▶ [WHAT IS BEING ASKED]:
Return, from the data below, each line that contains the word "tree".
★ ★ ★
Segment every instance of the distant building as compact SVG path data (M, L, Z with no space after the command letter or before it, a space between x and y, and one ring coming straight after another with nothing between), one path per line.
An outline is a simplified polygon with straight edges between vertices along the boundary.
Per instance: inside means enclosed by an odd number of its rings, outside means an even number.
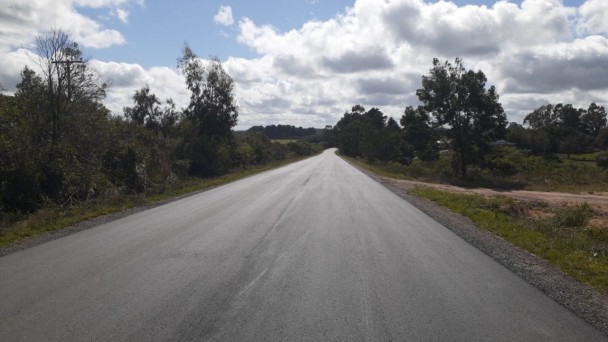
M325 126L325 129L332 129L332 128L334 128L332 125Z

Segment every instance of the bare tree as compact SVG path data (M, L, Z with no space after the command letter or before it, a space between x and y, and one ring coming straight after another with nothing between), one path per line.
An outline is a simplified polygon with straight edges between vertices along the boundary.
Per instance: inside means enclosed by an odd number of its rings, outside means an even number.
M67 33L51 30L39 35L35 43L34 61L45 80L52 140L56 142L67 117L78 108L101 101L107 85L99 81L78 43Z

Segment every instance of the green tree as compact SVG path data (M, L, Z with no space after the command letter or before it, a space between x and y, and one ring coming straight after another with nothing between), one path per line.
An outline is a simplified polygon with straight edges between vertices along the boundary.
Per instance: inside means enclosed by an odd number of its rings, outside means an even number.
M365 109L356 105L351 112L346 112L336 123L335 131L337 135L337 145L340 152L351 157L360 155L359 143L362 130L361 115Z
M165 107L161 108L160 100L150 92L150 87L146 85L135 91L133 103L133 107L123 108L125 117L134 124L151 129L168 139L174 125L179 121L175 102L168 99Z
M602 150L608 149L608 127L600 129L600 131L597 133L594 146Z
M16 97L0 94L0 217L34 211L41 201L39 149L32 143L30 117Z
M196 137L188 144L191 171L202 176L220 173L228 167L226 148L238 116L234 81L218 59L204 65L187 44L177 65L190 90L185 115L196 127Z
M581 124L585 133L597 137L599 132L606 127L606 110L604 106L598 106L595 102L581 117Z
M377 158L385 160L389 154L384 146L387 135L395 128L400 129L394 120L387 128L386 120L387 117L378 108L366 112L361 105L352 107L351 112L344 113L335 127L340 152L351 157L362 156L368 161Z
M559 118L553 110L553 105L548 104L540 106L532 111L532 113L526 115L524 125L528 125L532 129L544 129L557 126L558 120Z
M437 147L437 134L430 124L429 114L424 107L411 106L405 108L401 116L403 126L403 139L411 146L418 158L422 160L435 160L439 156Z
M157 117L160 116L160 100L155 94L150 92L150 87L146 84L133 94L133 107L123 108L125 117L139 126L153 126Z
M489 143L505 134L506 115L496 89L486 88L486 82L482 71L467 71L460 58L454 65L435 58L416 91L437 126L445 128L446 141L458 157L454 165L464 178L467 166L479 161L488 153Z
M363 107L361 107L363 108ZM359 110L358 108L353 108ZM359 129L359 152L368 161L377 158L385 159L381 154L385 144L386 116L380 109L372 108L361 115L361 127Z
M109 112L101 104L106 85L62 31L38 36L35 51L32 60L42 77L27 67L22 71L15 94L18 124L6 131L8 140L19 142L19 163L28 169L19 171L22 167L13 164L19 180L13 177L12 184L34 194L30 202L46 197L69 203L102 183L100 156L108 144Z

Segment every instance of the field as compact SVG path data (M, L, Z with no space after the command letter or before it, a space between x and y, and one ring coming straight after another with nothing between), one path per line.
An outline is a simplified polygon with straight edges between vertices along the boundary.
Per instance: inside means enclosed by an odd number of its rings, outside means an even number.
M298 142L298 139L271 139L271 141L279 144L289 144L291 142Z

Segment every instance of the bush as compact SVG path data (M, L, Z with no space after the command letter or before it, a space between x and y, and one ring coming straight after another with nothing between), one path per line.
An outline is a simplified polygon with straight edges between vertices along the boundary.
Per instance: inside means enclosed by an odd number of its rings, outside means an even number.
M595 163L602 169L608 169L608 151L598 153L597 156L595 156Z
M587 203L583 203L580 206L560 210L553 217L553 223L563 228L585 227L589 223L591 214L591 207Z
M488 169L498 177L509 177L516 174L524 165L524 153L514 147L497 148L487 157Z
M290 142L287 144L287 148L293 152L296 156L309 156L312 154L312 147L310 144L304 142Z

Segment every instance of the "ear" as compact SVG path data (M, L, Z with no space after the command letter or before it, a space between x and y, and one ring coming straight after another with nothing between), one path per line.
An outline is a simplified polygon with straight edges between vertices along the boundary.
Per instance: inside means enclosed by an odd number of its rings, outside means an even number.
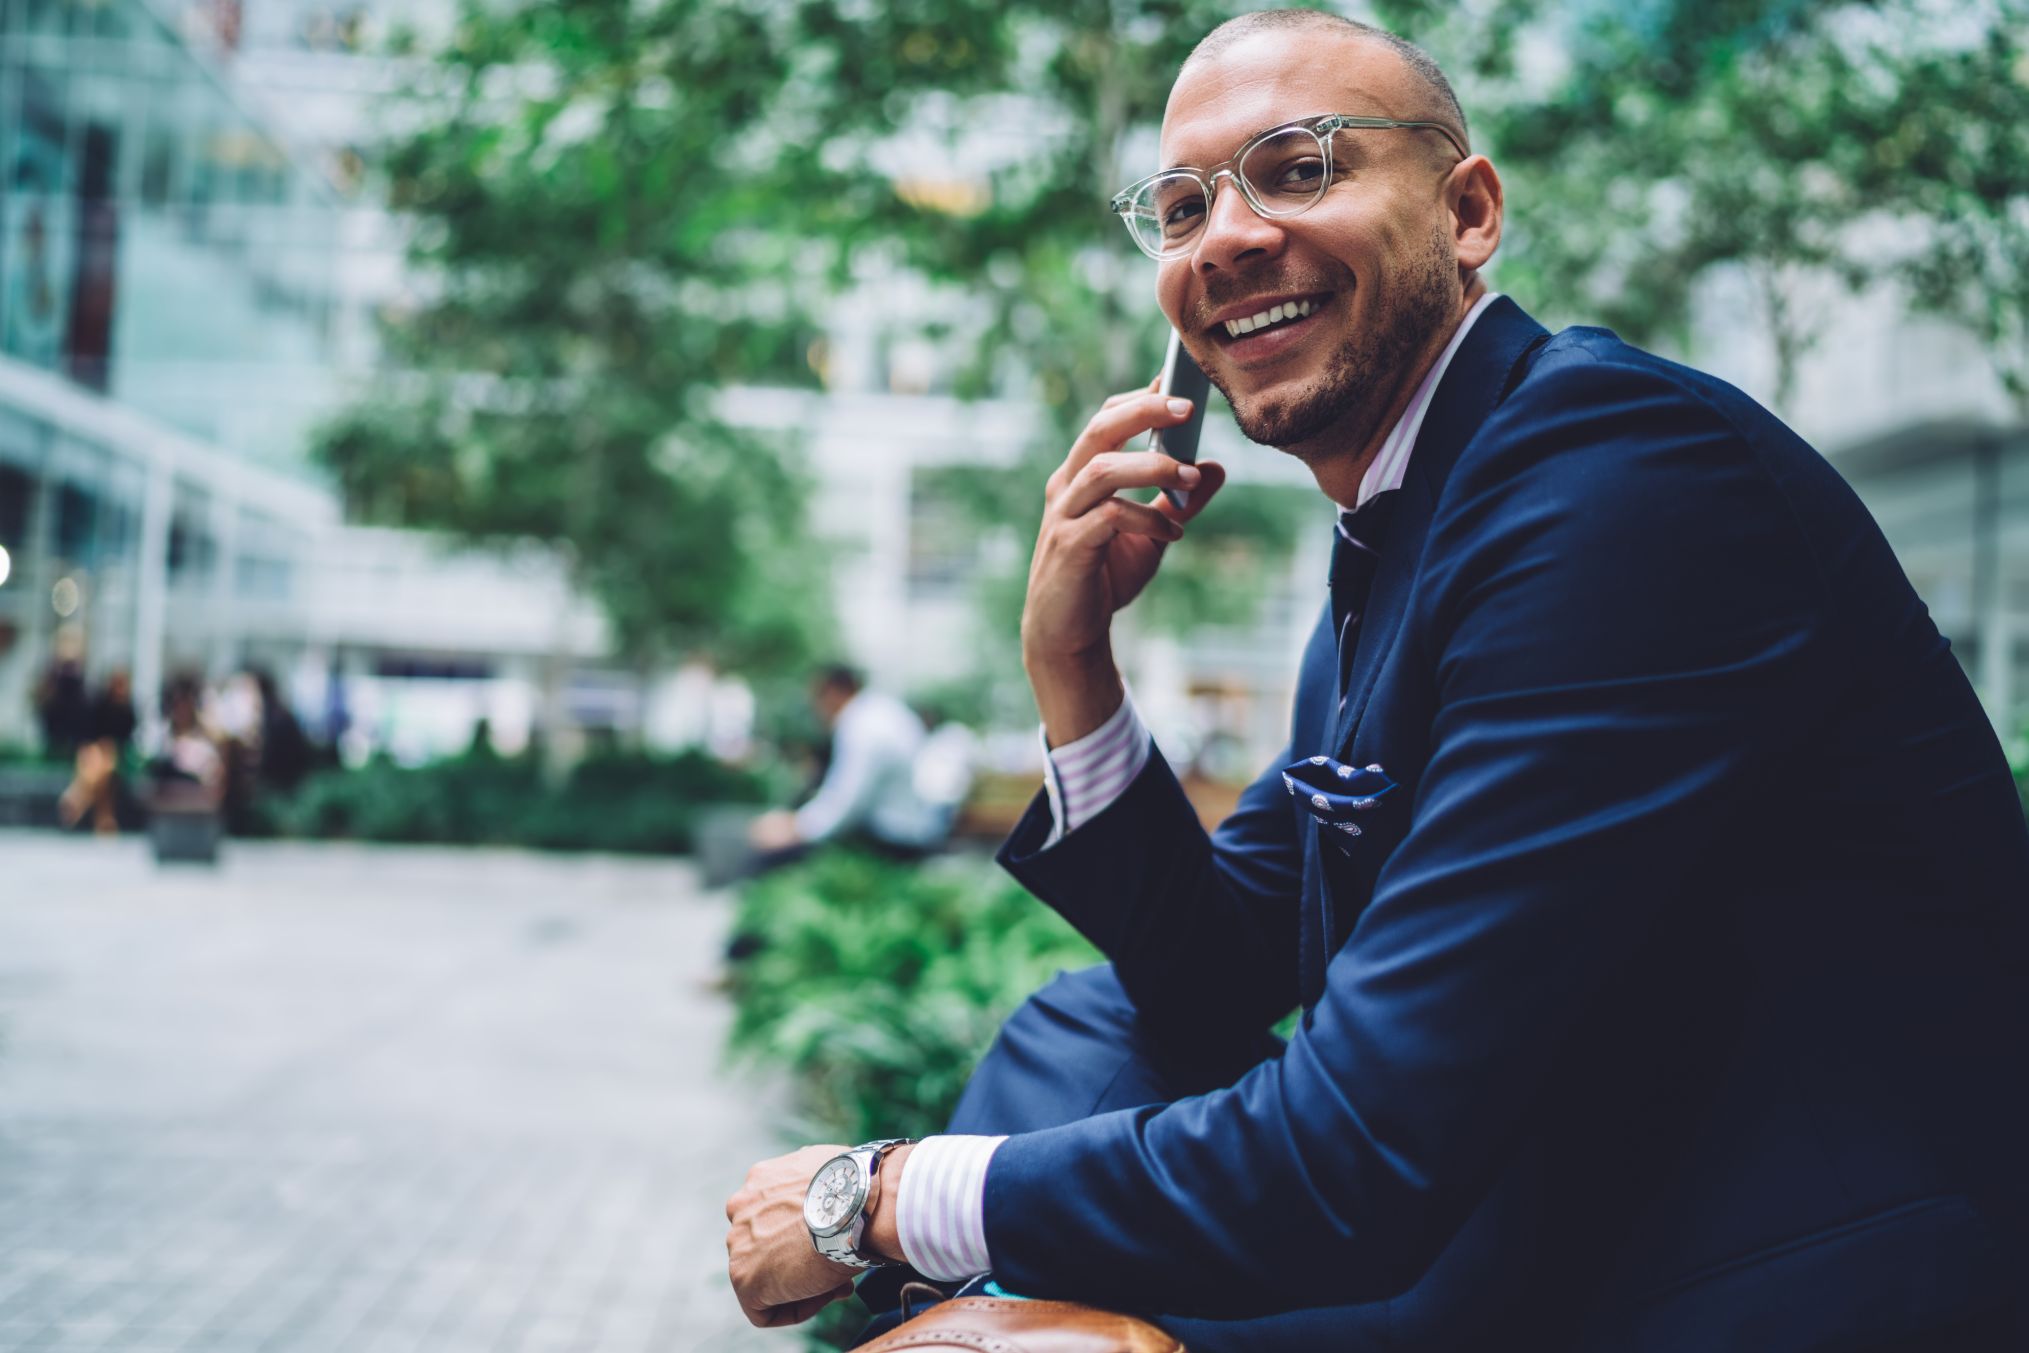
M1459 271L1477 272L1500 247L1501 176L1494 172L1492 160L1475 155L1452 168L1444 196Z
★ ★ ★
▶ [RESPONSE AREA]:
Segment every instance of the bare tree as compact SVG path data (M, L, Z with no space after the command letter or before it, a space between x and y, and one ring coming straight after another with nothing between), one path per line.
Segment every instance of the green tree as compact SVG path data (M, L, Z with no space after the command letter or before it, a space between x and y, and one ring coming straight after another with nothing between), one path per line.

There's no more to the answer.